START Material for this exercise

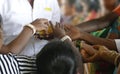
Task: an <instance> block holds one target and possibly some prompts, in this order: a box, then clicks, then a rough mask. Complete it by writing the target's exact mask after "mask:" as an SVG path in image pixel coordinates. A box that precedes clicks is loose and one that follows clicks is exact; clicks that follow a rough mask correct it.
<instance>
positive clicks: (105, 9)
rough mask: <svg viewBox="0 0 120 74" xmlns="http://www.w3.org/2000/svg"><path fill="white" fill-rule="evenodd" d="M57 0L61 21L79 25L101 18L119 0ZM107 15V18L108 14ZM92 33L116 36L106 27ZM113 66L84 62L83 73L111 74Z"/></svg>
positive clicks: (97, 35)
mask: <svg viewBox="0 0 120 74" xmlns="http://www.w3.org/2000/svg"><path fill="white" fill-rule="evenodd" d="M58 2H59V6H60V9H61V23H62V24H65V25H70V24H72V25H78V24H79V25H80V23H82V24H83V22H86V21H90V20H93V19H97V18H101V17H103V16H105V15H107V14H109V13H111V12H112V11H113V9H115V8H116V6H118V5H119V3H120V0H58ZM107 17H108V18H109V16H107ZM101 19H102V18H101ZM116 22H117V21H116ZM96 24H98V23H96ZM114 24H115V23H114ZM88 28H89V27H88ZM108 31H109V34H108ZM114 32H115V31H114ZM92 35H94V36H96V37H103V38H106V37H107V38H111V39H115V38H116V37H117V36H116V34H115V33H113V31H111V33H110V29H106V28H104V29H102V30H99V31H95V32H92ZM113 67H114V66H113V65H111V64H106V63H103V62H102V63H94V64H93V63H89V64H88V63H87V64H85V73H86V74H112V73H113ZM106 69H108V70H106ZM105 70H106V71H105ZM107 71H109V72H107Z"/></svg>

END Material for this exercise

Assignment | Every line in the records above that has "instance" counts once. Give the total and nothing else.

Answer for the task | 2